═════ Supplied data ═════

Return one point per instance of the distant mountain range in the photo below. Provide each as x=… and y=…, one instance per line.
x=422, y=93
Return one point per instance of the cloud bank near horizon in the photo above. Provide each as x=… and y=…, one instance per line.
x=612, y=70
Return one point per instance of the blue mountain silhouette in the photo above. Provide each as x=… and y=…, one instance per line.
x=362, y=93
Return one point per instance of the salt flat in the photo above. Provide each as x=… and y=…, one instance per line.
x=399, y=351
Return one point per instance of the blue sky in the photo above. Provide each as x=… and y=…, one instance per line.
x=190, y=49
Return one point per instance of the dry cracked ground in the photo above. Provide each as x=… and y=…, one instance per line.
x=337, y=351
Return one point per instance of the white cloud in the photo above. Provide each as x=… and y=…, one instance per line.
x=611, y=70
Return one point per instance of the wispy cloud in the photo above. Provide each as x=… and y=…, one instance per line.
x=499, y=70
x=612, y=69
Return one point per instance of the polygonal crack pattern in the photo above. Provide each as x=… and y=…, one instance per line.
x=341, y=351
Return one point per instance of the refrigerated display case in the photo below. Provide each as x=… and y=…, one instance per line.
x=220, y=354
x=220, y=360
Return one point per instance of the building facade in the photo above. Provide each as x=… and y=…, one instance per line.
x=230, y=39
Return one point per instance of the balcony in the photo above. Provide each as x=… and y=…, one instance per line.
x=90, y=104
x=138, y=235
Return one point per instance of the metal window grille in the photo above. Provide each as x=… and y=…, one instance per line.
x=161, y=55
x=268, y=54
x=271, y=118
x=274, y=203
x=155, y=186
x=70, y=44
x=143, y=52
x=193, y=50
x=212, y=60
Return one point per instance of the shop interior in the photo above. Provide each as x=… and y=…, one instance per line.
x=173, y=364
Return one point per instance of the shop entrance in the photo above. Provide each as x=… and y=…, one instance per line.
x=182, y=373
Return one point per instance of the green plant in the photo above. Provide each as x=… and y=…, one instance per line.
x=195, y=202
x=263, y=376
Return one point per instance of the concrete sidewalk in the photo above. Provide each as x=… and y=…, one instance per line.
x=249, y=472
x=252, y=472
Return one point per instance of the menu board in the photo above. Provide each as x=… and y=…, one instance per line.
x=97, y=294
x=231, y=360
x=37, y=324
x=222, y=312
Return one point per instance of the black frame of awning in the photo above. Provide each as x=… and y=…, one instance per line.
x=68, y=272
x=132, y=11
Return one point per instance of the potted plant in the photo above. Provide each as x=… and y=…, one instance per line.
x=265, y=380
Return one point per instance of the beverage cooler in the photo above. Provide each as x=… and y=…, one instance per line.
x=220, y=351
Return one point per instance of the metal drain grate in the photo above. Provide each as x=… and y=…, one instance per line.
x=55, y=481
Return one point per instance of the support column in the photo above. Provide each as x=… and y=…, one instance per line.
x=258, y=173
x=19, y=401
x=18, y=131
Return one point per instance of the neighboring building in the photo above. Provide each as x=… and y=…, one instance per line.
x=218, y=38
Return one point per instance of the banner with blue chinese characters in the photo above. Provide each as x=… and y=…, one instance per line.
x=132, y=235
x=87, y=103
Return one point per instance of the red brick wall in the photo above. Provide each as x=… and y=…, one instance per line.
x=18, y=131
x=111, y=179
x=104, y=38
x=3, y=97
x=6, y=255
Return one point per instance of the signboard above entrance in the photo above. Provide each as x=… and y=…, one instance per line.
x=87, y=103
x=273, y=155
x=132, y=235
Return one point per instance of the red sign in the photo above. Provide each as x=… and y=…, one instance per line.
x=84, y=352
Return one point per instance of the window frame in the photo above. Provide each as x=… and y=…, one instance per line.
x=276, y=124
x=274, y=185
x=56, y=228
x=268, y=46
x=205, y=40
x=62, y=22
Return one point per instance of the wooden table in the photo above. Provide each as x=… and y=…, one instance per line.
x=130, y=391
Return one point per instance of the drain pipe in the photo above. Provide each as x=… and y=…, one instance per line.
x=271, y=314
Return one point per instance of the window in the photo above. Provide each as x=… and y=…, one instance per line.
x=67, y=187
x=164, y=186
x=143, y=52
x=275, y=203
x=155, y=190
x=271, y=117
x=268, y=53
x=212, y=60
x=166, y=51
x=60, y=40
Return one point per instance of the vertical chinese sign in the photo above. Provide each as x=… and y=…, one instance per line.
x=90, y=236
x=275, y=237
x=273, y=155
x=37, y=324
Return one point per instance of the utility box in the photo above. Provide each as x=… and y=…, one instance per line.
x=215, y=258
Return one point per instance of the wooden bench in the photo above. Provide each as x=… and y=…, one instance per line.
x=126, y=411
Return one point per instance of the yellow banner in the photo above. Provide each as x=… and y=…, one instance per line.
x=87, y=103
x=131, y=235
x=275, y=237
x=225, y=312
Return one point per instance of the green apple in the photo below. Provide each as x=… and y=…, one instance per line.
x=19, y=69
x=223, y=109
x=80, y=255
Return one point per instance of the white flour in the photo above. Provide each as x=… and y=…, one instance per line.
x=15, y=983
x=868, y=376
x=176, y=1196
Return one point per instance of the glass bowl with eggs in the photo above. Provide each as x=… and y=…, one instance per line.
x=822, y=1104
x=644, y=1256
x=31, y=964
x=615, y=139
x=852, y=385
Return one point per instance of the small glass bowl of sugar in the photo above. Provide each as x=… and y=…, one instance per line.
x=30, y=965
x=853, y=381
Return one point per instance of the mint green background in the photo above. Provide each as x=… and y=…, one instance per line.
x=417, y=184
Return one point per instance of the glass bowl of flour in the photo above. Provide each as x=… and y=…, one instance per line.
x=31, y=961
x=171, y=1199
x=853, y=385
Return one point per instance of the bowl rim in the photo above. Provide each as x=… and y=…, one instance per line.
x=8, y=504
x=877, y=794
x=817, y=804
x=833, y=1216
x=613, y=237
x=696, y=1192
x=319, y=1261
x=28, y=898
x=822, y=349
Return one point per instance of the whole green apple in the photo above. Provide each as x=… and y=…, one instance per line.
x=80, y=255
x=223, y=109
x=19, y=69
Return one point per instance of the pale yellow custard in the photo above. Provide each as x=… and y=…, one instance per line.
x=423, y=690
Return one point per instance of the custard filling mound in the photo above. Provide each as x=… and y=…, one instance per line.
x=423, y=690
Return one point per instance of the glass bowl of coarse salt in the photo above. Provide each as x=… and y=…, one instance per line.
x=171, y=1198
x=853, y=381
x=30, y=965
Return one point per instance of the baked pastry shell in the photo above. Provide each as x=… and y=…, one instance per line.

═════

**Stated problem:** Can you put the rows from the start through the line with "x=612, y=69" into a two-column CSV with the headers request and points, one CSV row per request? Each request's text and its answer should go in their own quoted field, with line breaks turned into spaces.

**Final result:**
request,points
"Return one point per instance of the distant mountain range in the photo below. Provide each as x=… and y=…, one instance per line.","x=422, y=93"
"Return one point per instance of the cloud bank near horizon in the photo above. Provide each as x=… and y=…, one instance per line.","x=612, y=70"
"Return one point per instance of the blue mountain silhouette in the photo above. Provide each as x=… and y=…, one instance per line.","x=362, y=93"
"Return one point per instance of the salt flat in the photo above. Provide each as x=… and y=…, one instance per line.","x=399, y=351"
"Return one point per instance of the blue sky in the photo above. Provide each as x=… and y=…, one instance per line.","x=190, y=49"
"Return one point per instance of the dry cracked ground in the photo above. Provide each as x=… and y=…, one instance per line.","x=337, y=351"
"Return one point per instance of the white cloud in the photo above. Provide each as x=… and y=…, one instance per line.","x=611, y=70"
"Return one point per instance of the wispy cloud in the photo above. Provide each as x=… and y=…, one instance per line.","x=499, y=70 x=612, y=69"